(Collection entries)
——

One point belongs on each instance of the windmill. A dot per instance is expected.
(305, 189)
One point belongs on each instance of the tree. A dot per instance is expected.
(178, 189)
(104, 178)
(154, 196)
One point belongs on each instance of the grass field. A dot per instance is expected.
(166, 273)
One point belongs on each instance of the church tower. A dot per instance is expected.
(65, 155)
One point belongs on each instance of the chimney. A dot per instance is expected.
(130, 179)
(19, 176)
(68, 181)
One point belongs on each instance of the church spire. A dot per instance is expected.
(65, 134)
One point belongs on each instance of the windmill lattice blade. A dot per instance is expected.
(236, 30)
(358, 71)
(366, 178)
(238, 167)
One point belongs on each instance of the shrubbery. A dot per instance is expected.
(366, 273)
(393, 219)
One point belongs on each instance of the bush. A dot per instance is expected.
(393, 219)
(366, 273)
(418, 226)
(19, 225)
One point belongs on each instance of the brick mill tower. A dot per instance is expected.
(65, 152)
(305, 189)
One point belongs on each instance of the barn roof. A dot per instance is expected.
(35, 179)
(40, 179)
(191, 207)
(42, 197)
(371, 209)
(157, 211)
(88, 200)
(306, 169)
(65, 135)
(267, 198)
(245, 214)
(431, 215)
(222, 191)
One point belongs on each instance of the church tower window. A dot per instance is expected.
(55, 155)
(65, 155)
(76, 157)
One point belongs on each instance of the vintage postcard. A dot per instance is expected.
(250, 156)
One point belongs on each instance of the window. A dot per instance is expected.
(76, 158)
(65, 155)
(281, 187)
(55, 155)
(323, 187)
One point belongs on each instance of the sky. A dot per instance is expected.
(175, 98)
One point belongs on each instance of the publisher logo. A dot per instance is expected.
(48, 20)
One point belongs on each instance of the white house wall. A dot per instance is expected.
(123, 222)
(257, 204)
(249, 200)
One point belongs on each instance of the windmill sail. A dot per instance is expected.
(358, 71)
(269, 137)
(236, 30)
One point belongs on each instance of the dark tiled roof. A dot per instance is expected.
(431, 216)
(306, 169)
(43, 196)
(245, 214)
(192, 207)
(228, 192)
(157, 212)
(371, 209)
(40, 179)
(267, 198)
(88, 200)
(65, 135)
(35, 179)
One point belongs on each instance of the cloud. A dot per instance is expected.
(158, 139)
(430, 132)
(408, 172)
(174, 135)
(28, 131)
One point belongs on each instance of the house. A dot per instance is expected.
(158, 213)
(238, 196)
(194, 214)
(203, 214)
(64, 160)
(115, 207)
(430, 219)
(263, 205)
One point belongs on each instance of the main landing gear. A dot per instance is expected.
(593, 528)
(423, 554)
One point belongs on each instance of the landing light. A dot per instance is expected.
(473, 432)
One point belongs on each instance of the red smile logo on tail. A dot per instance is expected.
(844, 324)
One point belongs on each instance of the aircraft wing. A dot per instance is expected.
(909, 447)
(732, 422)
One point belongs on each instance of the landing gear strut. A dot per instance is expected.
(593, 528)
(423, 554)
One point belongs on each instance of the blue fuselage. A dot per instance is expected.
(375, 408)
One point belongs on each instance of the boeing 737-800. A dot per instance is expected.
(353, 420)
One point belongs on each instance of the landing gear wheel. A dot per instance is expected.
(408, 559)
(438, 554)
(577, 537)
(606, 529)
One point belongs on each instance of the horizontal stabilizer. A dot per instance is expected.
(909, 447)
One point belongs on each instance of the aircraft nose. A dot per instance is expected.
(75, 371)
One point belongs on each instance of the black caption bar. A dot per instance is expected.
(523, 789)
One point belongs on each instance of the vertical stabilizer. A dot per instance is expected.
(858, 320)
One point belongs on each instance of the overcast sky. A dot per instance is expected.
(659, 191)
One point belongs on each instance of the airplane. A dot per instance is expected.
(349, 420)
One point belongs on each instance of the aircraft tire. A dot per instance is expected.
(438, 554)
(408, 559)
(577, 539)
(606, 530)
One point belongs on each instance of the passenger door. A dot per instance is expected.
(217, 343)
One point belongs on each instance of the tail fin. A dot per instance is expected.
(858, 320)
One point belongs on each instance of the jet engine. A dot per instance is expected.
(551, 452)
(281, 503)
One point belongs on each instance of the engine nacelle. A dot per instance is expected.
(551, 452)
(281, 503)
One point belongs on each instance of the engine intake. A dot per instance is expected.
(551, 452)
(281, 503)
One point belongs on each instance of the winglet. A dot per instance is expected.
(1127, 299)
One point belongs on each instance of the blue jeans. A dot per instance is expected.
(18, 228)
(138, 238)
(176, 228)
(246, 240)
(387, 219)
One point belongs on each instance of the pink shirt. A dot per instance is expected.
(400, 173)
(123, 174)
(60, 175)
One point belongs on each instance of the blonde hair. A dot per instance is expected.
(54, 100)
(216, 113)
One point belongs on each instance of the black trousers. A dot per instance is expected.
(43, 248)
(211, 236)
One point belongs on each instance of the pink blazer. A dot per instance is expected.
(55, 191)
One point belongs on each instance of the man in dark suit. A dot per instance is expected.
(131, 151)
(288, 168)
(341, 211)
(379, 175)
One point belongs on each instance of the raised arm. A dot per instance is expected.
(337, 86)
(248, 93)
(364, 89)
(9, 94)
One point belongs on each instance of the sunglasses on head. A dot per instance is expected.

——

TASK GOAL:
Write out all of the records above again, changing the word "dot" to "mark" wherever it occurs and leaving the rest as it is.

OUTPUT FOR THIS TASK:
One point belongs on each instance of the windmill. A mark per instance is expected.
(305, 189)
One point belongs on each instance of the tree. A mark per instance is expected.
(178, 189)
(104, 178)
(154, 196)
One point belongs on each instance of the grass field. A mark per instance is expected.
(166, 273)
One point belongs on each instance of the church tower. A mark per instance is expected.
(65, 155)
One point belongs on each instance of the chimney. A mark per instance is expected.
(130, 179)
(19, 176)
(68, 181)
One point belongs on each instance of the church spire. A mark per instance is expected.
(65, 134)
One point belongs on each instance of the windmill lattice blade. A mark per instance is expected.
(236, 30)
(358, 71)
(366, 178)
(238, 167)
One point belongs on each instance of the shrubbery. A mark per instance is expected.
(366, 273)
(393, 219)
One point belongs on each instance of the bush. A mark per instance is expected.
(393, 219)
(366, 273)
(418, 226)
(19, 225)
One point belongs on each instance of the brick mill tower. A mark per instance is expected.
(65, 152)
(305, 189)
One point belongs on each instance of the barn roof. A mark per instance is expected.
(35, 179)
(40, 179)
(191, 207)
(42, 197)
(371, 209)
(157, 211)
(88, 200)
(306, 169)
(65, 135)
(267, 198)
(245, 214)
(431, 215)
(222, 191)
One point belongs on each instance of the church tower window. A mark per instance is expected.
(55, 155)
(65, 155)
(76, 157)
One point belongs on each instance of the vintage postcard. A mark per instance is expected.
(250, 156)
One point belongs on each instance of the window. A mark per instance is expected.
(76, 158)
(65, 155)
(281, 187)
(55, 155)
(323, 187)
One point belongs on each instance of the sky. A mark per instance is expected.
(175, 98)
One point belongs on each instance of the publisher logo. A mark per instance is expected.
(48, 20)
One point belongs on each instance of the white house wall. A mark per instance is expected.
(123, 222)
(257, 204)
(249, 200)
One point belongs on each instance of the windmill sail. A mark per instance is expected.
(358, 71)
(269, 137)
(236, 30)
One point belongs on each instance of the dark tiled roof. A mark per instance is expected.
(431, 216)
(306, 169)
(43, 196)
(245, 214)
(192, 207)
(228, 192)
(157, 212)
(371, 209)
(40, 179)
(267, 198)
(88, 200)
(65, 135)
(35, 179)
One point belongs on each instance of the cloud. A mark per instance is expected.
(158, 139)
(430, 132)
(408, 172)
(174, 135)
(28, 131)
One point belongs on each instance of the house. A mark per instance is expected.
(158, 213)
(238, 196)
(194, 214)
(203, 214)
(64, 160)
(115, 207)
(430, 219)
(263, 205)
One point belongs on each instance of the main landing gear. A mark per instance is expected.
(593, 528)
(423, 554)
One point belongs on each instance of the landing light. A mark per instance is expected.
(473, 432)
One point belongs on each instance of the red smile logo on tail. A mark per instance is expected.
(844, 324)
One point belongs on each instance of the aircraft wing. A mark per instance is expected.
(909, 447)
(732, 422)
One point belongs on each instance of the landing gear strut. A mark per instance is expected.
(593, 528)
(423, 554)
One point belongs on each instance of the blue fuselage. A mark per instance is expected.
(375, 408)
One point belongs on each instance of the boeing 737-800. A mark per instance is expected.
(353, 420)
One point belongs on each instance of the landing gear wheel. A mark per instance is expected.
(408, 559)
(438, 554)
(577, 537)
(606, 529)
One point belongs on each instance of the horizontal stabilizer. A mark per instance is expected.
(909, 447)
One point belongs on each instance of the aircraft nose. A mark per instance is expected.
(75, 371)
One point belongs on each instance of the black caption bar. A mark per instance is expected.
(523, 789)
One point belongs on each instance of the vertical stabilizer. A mark per instance is expected.
(858, 320)
One point belongs on each instance of the overcast sky. A mark per instance is expected.
(659, 191)
One point belongs on each instance of the airplane. A mark per instance is expected.
(349, 420)
One point belongs on each instance of the aircraft tire. A mark per instance is expected.
(438, 554)
(408, 559)
(577, 539)
(606, 530)
One point belongs on each instance of the passenger door. A mark per instance is expected.
(217, 343)
One point belongs on each instance of the tail fin. A mark per instance is expected.
(858, 320)
One point belongs on each instance of the jet engine. A mark per instance is expected.
(551, 452)
(281, 503)
One point belongs on each instance of the engine nacelle. A mark per instance is expected.
(551, 452)
(281, 503)
One point belongs on each instance of the engine intake. A mark per instance is expected.
(551, 452)
(281, 503)
One point belongs on each instance of the winglet. A mark per instance is expected.
(1127, 299)
One point belongs on each instance of the blue jeans. A mark per instance is expected.
(18, 228)
(138, 238)
(176, 228)
(246, 240)
(387, 219)
One point belongs on each instance of the pink shirt. A mark per instance is expected.
(400, 173)
(123, 174)
(60, 175)
One point belongs on each instance of the blonde hair. A mark per instance is expected.
(54, 100)
(216, 113)
One point belongs on each instance of the black trousers. A mark per instance is expected.
(43, 248)
(211, 236)
One point belongs on each instance of the pink blazer. A mark per instance is expected.
(55, 191)
One point belongs on each instance of the man in dark suit. A mark per instance is expected.
(131, 151)
(288, 168)
(341, 211)
(379, 175)
One point belongs on each instance of the raised arm. A mark per instance is expected.
(337, 86)
(248, 93)
(364, 89)
(9, 94)
One point belongs on each instance of the sunglasses on head. A mark per instance is expected.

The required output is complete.